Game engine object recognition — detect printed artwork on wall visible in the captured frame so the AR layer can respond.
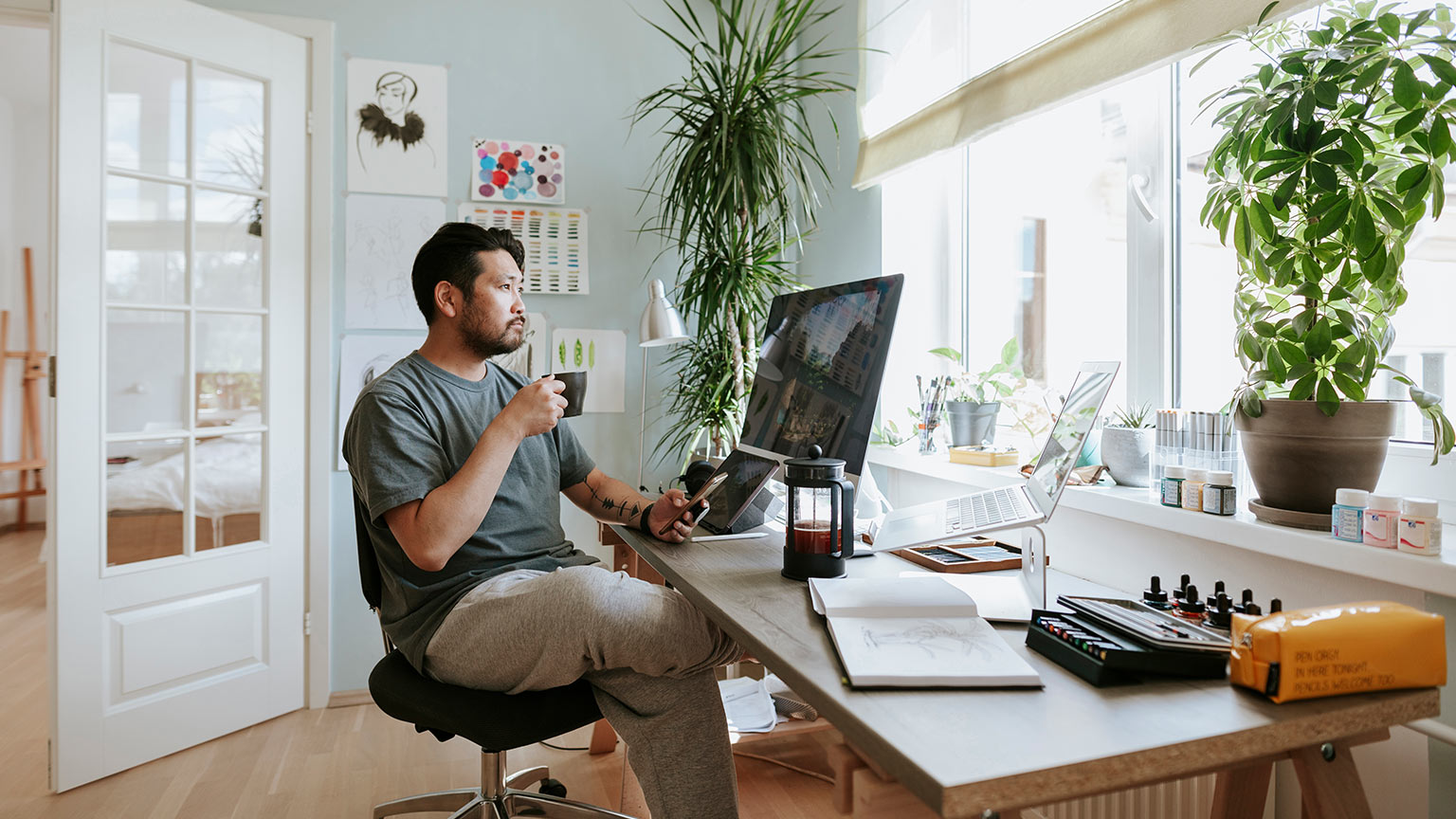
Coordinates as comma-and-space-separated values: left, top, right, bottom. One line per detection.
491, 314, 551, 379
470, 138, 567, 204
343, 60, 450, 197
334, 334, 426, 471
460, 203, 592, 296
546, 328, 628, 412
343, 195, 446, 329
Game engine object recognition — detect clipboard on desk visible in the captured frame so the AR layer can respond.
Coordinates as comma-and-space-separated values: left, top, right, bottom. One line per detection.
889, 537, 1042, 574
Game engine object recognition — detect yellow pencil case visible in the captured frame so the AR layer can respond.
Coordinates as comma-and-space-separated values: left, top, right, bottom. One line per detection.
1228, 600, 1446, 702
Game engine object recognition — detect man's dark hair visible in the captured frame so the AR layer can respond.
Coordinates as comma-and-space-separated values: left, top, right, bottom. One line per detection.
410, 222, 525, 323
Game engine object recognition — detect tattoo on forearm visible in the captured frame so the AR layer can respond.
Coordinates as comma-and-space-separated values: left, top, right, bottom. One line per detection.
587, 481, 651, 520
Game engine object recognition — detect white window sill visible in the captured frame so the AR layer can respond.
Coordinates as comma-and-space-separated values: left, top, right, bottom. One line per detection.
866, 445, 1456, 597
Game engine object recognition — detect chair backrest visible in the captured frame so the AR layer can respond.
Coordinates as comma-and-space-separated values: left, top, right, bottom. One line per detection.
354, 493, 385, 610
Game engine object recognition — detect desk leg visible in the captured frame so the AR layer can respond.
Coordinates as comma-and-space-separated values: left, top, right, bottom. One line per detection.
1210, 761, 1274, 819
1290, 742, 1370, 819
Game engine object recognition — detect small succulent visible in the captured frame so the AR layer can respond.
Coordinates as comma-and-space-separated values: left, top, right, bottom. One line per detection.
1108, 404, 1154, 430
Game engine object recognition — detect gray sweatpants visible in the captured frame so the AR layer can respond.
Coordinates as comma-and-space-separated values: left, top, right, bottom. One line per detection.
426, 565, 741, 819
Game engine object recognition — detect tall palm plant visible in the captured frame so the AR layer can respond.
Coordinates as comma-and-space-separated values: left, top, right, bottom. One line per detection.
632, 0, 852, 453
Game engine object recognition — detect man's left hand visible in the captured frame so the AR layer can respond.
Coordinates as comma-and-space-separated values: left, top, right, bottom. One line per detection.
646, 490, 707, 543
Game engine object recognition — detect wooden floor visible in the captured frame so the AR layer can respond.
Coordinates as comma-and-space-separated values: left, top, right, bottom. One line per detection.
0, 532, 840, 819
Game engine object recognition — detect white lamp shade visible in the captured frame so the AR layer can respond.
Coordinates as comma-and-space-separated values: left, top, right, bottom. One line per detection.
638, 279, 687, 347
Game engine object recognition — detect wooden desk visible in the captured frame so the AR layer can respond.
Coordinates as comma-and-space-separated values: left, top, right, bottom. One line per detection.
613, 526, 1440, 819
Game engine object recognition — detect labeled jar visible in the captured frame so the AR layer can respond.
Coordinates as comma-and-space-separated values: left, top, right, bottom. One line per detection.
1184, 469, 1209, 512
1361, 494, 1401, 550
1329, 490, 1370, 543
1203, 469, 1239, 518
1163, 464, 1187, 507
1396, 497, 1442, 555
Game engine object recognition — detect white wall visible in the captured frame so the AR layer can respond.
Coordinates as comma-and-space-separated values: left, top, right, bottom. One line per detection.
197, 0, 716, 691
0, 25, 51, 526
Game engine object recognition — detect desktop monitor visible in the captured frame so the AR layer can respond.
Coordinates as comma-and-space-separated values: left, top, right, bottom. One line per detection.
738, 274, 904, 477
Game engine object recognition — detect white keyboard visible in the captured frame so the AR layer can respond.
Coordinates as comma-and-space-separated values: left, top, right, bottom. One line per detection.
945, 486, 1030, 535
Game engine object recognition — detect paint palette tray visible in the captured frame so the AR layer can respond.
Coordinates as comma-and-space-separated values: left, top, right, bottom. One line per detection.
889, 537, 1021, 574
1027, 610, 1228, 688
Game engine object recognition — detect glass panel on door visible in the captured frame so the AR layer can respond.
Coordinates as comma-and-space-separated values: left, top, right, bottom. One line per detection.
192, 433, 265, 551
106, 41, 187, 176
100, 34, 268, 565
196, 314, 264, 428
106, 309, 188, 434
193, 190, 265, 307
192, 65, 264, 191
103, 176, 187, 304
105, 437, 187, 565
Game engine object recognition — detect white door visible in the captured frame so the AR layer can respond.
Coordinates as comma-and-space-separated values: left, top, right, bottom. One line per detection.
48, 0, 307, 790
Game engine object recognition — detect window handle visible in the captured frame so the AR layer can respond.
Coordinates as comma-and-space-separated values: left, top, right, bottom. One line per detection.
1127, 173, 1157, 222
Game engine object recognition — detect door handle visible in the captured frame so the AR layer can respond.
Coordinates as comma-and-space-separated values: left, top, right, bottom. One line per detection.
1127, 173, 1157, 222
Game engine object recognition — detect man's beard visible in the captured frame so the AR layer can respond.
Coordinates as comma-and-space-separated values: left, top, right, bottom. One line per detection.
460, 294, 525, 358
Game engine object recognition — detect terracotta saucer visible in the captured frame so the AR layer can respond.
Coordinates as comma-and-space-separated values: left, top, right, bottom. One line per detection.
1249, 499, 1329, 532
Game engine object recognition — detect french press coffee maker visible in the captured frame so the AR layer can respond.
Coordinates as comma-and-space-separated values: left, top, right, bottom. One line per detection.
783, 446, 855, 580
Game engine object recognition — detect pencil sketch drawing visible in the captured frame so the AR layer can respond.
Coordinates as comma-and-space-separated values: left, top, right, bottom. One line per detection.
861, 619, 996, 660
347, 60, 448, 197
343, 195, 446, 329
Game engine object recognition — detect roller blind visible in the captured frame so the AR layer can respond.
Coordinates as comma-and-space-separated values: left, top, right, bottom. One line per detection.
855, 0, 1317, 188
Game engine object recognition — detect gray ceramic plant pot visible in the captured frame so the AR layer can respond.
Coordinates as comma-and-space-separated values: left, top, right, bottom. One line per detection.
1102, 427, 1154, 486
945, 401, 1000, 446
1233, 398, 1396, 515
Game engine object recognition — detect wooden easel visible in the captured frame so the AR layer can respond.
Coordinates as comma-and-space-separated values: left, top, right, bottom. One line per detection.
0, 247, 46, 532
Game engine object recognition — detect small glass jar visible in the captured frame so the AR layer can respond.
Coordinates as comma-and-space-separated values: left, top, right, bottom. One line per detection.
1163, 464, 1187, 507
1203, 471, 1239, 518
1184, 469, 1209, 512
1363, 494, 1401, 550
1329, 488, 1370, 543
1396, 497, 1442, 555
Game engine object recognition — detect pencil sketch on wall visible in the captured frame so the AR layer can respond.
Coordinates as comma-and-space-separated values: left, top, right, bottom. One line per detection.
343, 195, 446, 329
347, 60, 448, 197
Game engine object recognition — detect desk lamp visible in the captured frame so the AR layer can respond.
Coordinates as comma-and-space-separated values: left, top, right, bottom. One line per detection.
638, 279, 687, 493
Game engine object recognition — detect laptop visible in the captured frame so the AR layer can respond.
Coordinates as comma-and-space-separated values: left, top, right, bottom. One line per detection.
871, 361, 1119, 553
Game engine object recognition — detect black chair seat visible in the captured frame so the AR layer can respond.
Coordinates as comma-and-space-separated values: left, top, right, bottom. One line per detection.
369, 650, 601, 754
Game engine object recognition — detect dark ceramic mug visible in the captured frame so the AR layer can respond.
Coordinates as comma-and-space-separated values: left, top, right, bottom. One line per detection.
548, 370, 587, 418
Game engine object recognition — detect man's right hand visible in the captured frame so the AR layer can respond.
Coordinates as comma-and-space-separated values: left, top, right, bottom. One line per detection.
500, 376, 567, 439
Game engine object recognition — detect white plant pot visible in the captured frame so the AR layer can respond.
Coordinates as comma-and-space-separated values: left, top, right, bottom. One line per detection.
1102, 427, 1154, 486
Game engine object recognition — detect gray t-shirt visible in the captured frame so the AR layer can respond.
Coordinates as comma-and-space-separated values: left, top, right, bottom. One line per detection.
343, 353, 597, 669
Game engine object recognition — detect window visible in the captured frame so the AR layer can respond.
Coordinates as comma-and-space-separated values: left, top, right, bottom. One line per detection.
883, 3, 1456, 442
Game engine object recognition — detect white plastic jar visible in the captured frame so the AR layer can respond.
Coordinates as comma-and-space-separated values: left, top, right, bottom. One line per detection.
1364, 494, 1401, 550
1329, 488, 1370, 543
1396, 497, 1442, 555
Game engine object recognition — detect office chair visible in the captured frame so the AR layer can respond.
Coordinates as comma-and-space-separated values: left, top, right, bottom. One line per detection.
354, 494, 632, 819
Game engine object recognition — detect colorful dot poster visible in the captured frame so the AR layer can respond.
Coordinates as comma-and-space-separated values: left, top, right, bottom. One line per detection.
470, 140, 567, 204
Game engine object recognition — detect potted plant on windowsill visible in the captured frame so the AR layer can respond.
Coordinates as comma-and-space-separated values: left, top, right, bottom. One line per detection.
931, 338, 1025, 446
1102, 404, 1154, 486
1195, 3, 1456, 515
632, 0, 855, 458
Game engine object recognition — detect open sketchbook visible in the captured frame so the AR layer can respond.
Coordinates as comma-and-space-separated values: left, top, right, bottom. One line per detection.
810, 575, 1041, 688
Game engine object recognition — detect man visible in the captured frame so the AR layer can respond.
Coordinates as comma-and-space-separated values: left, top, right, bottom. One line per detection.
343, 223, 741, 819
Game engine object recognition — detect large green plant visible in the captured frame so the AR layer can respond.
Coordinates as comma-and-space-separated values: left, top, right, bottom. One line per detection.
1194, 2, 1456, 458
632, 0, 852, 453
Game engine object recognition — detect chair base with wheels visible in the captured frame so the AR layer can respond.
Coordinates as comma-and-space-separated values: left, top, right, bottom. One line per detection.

□ □ □ □ □ □ □

■ **CO NALEŻY ZROBIĆ**: Zamień „large green plant” na „tall potted plant” w wierszach od tego, który zawiera „Game engine object recognition — detect man visible”, aż do końca rekordów. Wszystkie pozostałe części tych wierszy przepisz bez zmian.

■ **WYNIK ĆWICZENIA**:
Game engine object recognition — detect man visible in the captured frame so the AR layer can respond.
Coordinates as comma-and-space-separated values: left, top, right, bottom. One line per detection.
343, 223, 741, 819
Game engine object recognition — detect tall potted plant visible in the captured frame so the AR layer can respond.
Coordinates as comma-and-space-separated values: left, top, right, bottom. One line per detection.
1194, 2, 1456, 458
632, 0, 852, 453
Game engine object recognition — detect chair base with wheels visible in the captured frame so the AR layer can respond.
Coordinates as comma-and-space-separated values: left, top, right, bottom. One line per detection.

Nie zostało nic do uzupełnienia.